- WORK TO COMPLETE
Recast all of the material below as a numbered list, one entry per line, omitting any blank lines.

- STORED ROWS
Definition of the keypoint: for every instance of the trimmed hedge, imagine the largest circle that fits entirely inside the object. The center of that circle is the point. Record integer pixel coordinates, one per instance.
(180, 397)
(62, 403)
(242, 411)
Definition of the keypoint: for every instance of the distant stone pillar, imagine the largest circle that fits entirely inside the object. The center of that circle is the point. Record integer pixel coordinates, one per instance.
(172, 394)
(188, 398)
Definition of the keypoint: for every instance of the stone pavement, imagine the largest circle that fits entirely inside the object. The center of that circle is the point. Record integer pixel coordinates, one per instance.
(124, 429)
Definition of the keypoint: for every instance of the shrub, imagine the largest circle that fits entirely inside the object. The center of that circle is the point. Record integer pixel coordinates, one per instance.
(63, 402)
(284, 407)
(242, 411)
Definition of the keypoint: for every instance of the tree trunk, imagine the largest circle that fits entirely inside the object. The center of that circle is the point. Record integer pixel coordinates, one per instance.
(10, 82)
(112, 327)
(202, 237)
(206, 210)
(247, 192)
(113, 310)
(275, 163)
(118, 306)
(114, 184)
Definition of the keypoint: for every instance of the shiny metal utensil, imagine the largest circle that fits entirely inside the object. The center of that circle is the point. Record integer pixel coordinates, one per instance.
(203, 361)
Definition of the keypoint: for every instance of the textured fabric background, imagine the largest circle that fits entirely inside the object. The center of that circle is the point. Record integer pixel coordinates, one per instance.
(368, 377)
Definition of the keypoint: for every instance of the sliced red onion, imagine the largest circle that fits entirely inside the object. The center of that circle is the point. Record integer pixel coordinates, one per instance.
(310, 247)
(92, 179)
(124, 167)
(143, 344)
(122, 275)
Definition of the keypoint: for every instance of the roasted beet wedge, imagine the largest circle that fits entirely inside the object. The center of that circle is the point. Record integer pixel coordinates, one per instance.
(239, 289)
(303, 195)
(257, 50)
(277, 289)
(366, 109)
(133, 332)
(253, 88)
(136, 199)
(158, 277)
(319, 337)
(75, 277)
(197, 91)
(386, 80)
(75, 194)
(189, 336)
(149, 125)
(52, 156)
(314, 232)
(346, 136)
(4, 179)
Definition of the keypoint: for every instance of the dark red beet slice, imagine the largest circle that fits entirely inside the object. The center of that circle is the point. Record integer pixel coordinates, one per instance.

- RESULT FOR THIS EXERCISE
1. Definition of the keypoint: for every instance of the trimmed hedge, imagine the largest circle that fits entirely inside the object. The center of that circle is the point. Record integer pixel coordinates, one per instance.
2. (180, 397)
3. (62, 403)
4. (242, 411)
5. Definition of the keypoint: for every instance of the distant stone pillar, imagine the largest circle that fits entirely inside the object. The center of that circle is the point. Record integer pixel coordinates, one per instance.
6. (172, 394)
7. (188, 398)
8. Definition of the keypoint: for every instance of the stone pavement, imagine the largest circle that fits entirely inside the object. The center of that circle is the point. Record integer pixel coordinates, one per instance.
9. (124, 429)
10. Definition of the keypoint: for every instance of the shrub, imagine the largest circle that fits entirely inside the object. The center of that circle is the point. Record integer pixel coordinates, one per instance.
11. (63, 402)
12. (284, 407)
13. (242, 411)
14. Definition of the keypoint: for every instance of the tree trunk, imagine the largest circle that fits entirely inside the object. The center of that circle is the point. Record integer pixel coordinates, one per instance.
15. (10, 82)
16. (112, 327)
17. (202, 237)
18. (206, 210)
19. (247, 192)
20. (113, 310)
21. (275, 163)
22. (118, 306)
23. (114, 184)
24. Definition of the keypoint: for every instance of the shiny metal utensil, imagine the largest circle that fits entirely inside the object. The center of that circle is the point. Record integer pixel coordinates, one per instance.
25. (203, 361)
26. Definition of the keypoint: for every instance of the textured fabric background, imagine the largest circle that fits entirely inside the object. The center of that circle is the point. Record integer pixel coordinates, one per instance.
27. (368, 377)
28. Definition of the keypoint: for every instance of the sliced red onion, imagine the largest circle that fits entirely inside the object. The center of that circle is the point. Record integer pixel coordinates, one per instance.
29. (310, 247)
30. (92, 179)
31. (124, 167)
32. (143, 344)
33. (122, 275)
34. Definition of the keypoint: for every instance of the roasted beet wedge, imagine the largest circle that fits entirely inside the object. The center of that circle is the point. Record integer pixel coordinates, one per instance.
35. (239, 289)
36. (303, 195)
37. (257, 50)
38. (277, 289)
39. (366, 109)
40. (133, 332)
41. (253, 88)
42. (136, 199)
43. (158, 277)
44. (319, 337)
45. (75, 277)
46. (197, 91)
47. (386, 80)
48. (75, 194)
49. (189, 336)
50. (149, 125)
51. (52, 156)
52. (314, 232)
53. (346, 136)
54. (4, 179)
55. Definition of the keypoint: for every instance of the dark red beet slice, imagine the largest circle that fits entirely inside the object. The center of that circle is the point. Record integer pixel coordinates, one per instance.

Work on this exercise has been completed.